> _What you should do_
Please answer from the text on liver problems in cats: how many enzymes in the Serum Chemistry Profile are associated with liver and gall bladder function?

> _Exercise passage_

Liver problems in cats are fairly common. We see both primary liver problems like hepatitis and liver cancer and also secondary liver problems like fatty degeneration resulting from prolonged inappetance. Diagnosing liver disease can be difficult from a physical exam alone. The symptoms of liver disease are often non-specific – inappetance and lethargy. Occasionally, a cat with liver and gall bladder problems will appear yellow [jaundiced] on physical exam, but usually blood tests are required to diagnose feline liver disease. This is why blood tests can be invaluable when the physical exam doesn’t reveal a cause for malaise, vomiting or inappetance.

Sometimes a urine sample will lead us toward liver disease because of the presence of bilirubin in the urine. X-Rays may indicate an enlarged or abnormal liver. There are five enzymes in our Serum Chemistry Profile, which are associated with liver and gall bladder function. The pattern of their elevation or depression can tell us something about the liver disease- especially it’s severity, but they rarely reveal the succinct cause of the problem, which could be . . .

> _Entries provided_
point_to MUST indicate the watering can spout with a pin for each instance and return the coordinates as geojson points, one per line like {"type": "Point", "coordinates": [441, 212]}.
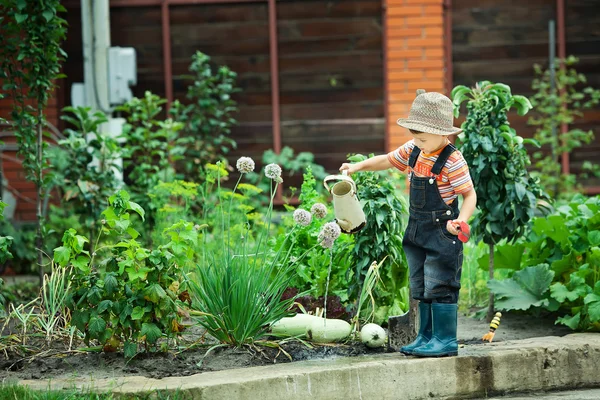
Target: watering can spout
{"type": "Point", "coordinates": [346, 206]}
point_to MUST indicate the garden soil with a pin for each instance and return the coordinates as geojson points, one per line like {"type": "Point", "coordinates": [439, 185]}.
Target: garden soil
{"type": "Point", "coordinates": [55, 363]}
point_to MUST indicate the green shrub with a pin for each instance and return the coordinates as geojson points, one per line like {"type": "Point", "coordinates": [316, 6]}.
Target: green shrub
{"type": "Point", "coordinates": [560, 263]}
{"type": "Point", "coordinates": [123, 293]}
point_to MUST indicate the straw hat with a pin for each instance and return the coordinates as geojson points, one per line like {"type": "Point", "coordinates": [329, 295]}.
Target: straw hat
{"type": "Point", "coordinates": [431, 113]}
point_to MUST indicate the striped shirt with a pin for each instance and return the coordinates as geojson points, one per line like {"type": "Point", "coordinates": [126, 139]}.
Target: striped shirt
{"type": "Point", "coordinates": [452, 181]}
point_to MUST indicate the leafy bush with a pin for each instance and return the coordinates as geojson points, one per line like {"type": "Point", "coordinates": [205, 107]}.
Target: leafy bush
{"type": "Point", "coordinates": [497, 158]}
{"type": "Point", "coordinates": [380, 238]}
{"type": "Point", "coordinates": [208, 119]}
{"type": "Point", "coordinates": [238, 284]}
{"type": "Point", "coordinates": [561, 266]}
{"type": "Point", "coordinates": [84, 168]}
{"type": "Point", "coordinates": [294, 163]}
{"type": "Point", "coordinates": [124, 293]}
{"type": "Point", "coordinates": [5, 241]}
{"type": "Point", "coordinates": [311, 272]}
{"type": "Point", "coordinates": [560, 101]}
{"type": "Point", "coordinates": [153, 146]}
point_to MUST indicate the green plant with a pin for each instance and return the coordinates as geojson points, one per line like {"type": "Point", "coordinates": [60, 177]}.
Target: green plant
{"type": "Point", "coordinates": [381, 238]}
{"type": "Point", "coordinates": [237, 290]}
{"type": "Point", "coordinates": [55, 290]}
{"type": "Point", "coordinates": [208, 118]}
{"type": "Point", "coordinates": [293, 164]}
{"type": "Point", "coordinates": [560, 99]}
{"type": "Point", "coordinates": [153, 147]}
{"type": "Point", "coordinates": [561, 266]}
{"type": "Point", "coordinates": [124, 293]}
{"type": "Point", "coordinates": [30, 59]}
{"type": "Point", "coordinates": [506, 194]}
{"type": "Point", "coordinates": [311, 272]}
{"type": "Point", "coordinates": [84, 167]}
{"type": "Point", "coordinates": [5, 241]}
{"type": "Point", "coordinates": [22, 248]}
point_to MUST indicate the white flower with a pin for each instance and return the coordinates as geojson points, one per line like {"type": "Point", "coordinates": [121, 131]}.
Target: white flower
{"type": "Point", "coordinates": [245, 165]}
{"type": "Point", "coordinates": [318, 210]}
{"type": "Point", "coordinates": [302, 217]}
{"type": "Point", "coordinates": [331, 230]}
{"type": "Point", "coordinates": [325, 242]}
{"type": "Point", "coordinates": [328, 234]}
{"type": "Point", "coordinates": [273, 171]}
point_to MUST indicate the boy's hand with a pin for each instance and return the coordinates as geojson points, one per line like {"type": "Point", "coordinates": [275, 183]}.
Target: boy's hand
{"type": "Point", "coordinates": [452, 227]}
{"type": "Point", "coordinates": [350, 168]}
{"type": "Point", "coordinates": [459, 228]}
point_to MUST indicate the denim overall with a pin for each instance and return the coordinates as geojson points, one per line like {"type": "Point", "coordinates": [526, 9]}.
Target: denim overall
{"type": "Point", "coordinates": [434, 255]}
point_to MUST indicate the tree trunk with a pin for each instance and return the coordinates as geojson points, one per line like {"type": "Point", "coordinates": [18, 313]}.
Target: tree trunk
{"type": "Point", "coordinates": [39, 242]}
{"type": "Point", "coordinates": [490, 313]}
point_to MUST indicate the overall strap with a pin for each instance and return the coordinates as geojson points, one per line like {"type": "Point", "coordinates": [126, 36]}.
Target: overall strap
{"type": "Point", "coordinates": [414, 155]}
{"type": "Point", "coordinates": [443, 157]}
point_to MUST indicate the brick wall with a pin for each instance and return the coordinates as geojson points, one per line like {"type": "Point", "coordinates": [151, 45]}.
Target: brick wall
{"type": "Point", "coordinates": [415, 57]}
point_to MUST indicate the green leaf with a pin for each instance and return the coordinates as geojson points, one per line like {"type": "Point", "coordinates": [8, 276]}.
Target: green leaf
{"type": "Point", "coordinates": [80, 319]}
{"type": "Point", "coordinates": [137, 208]}
{"type": "Point", "coordinates": [62, 255]}
{"type": "Point", "coordinates": [561, 293]}
{"type": "Point", "coordinates": [154, 293]}
{"type": "Point", "coordinates": [82, 263]}
{"type": "Point", "coordinates": [110, 284]}
{"type": "Point", "coordinates": [594, 238]}
{"type": "Point", "coordinates": [96, 327]}
{"type": "Point", "coordinates": [570, 321]}
{"type": "Point", "coordinates": [21, 17]}
{"type": "Point", "coordinates": [523, 104]}
{"type": "Point", "coordinates": [525, 289]}
{"type": "Point", "coordinates": [48, 15]}
{"type": "Point", "coordinates": [104, 305]}
{"type": "Point", "coordinates": [592, 301]}
{"type": "Point", "coordinates": [151, 331]}
{"type": "Point", "coordinates": [129, 349]}
{"type": "Point", "coordinates": [505, 256]}
{"type": "Point", "coordinates": [138, 273]}
{"type": "Point", "coordinates": [138, 313]}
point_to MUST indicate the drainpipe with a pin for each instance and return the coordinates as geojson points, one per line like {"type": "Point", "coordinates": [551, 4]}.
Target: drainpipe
{"type": "Point", "coordinates": [562, 54]}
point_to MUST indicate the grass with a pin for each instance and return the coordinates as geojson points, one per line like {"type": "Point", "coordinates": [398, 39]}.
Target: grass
{"type": "Point", "coordinates": [16, 392]}
{"type": "Point", "coordinates": [474, 292]}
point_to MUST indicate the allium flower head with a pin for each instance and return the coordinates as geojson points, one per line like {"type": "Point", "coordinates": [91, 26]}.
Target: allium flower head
{"type": "Point", "coordinates": [328, 234]}
{"type": "Point", "coordinates": [245, 165]}
{"type": "Point", "coordinates": [302, 217]}
{"type": "Point", "coordinates": [331, 230]}
{"type": "Point", "coordinates": [273, 171]}
{"type": "Point", "coordinates": [319, 210]}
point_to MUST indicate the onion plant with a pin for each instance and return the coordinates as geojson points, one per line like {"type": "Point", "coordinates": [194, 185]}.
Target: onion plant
{"type": "Point", "coordinates": [236, 288]}
{"type": "Point", "coordinates": [55, 290]}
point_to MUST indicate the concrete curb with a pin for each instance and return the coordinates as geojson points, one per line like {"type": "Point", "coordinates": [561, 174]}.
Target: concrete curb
{"type": "Point", "coordinates": [540, 364]}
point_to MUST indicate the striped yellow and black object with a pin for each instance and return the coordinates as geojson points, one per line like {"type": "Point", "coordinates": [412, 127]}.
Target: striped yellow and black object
{"type": "Point", "coordinates": [493, 326]}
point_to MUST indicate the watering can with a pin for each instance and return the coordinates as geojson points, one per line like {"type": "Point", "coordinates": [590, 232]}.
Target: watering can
{"type": "Point", "coordinates": [349, 214]}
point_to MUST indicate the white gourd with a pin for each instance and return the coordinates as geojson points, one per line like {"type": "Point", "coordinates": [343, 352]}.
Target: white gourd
{"type": "Point", "coordinates": [294, 326]}
{"type": "Point", "coordinates": [372, 335]}
{"type": "Point", "coordinates": [327, 331]}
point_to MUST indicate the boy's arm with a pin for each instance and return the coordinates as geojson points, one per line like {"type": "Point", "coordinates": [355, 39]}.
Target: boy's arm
{"type": "Point", "coordinates": [377, 163]}
{"type": "Point", "coordinates": [466, 211]}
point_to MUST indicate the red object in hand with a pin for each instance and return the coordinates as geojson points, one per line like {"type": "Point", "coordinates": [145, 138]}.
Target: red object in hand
{"type": "Point", "coordinates": [464, 231]}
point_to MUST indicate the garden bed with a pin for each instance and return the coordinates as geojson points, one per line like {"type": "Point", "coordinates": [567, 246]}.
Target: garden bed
{"type": "Point", "coordinates": [58, 363]}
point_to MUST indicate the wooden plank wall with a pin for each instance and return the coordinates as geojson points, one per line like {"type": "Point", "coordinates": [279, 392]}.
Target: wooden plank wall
{"type": "Point", "coordinates": [501, 40]}
{"type": "Point", "coordinates": [330, 61]}
{"type": "Point", "coordinates": [583, 40]}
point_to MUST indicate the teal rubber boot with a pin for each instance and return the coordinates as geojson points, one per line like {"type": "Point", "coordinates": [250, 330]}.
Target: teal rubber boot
{"type": "Point", "coordinates": [443, 341]}
{"type": "Point", "coordinates": [424, 335]}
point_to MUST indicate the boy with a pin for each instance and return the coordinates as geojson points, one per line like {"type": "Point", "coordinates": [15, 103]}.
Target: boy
{"type": "Point", "coordinates": [438, 174]}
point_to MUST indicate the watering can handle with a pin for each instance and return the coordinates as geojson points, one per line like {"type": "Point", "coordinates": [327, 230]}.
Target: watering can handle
{"type": "Point", "coordinates": [343, 177]}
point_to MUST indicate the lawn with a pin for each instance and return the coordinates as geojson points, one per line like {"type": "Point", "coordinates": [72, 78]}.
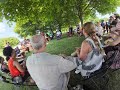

> _Task result_
Five.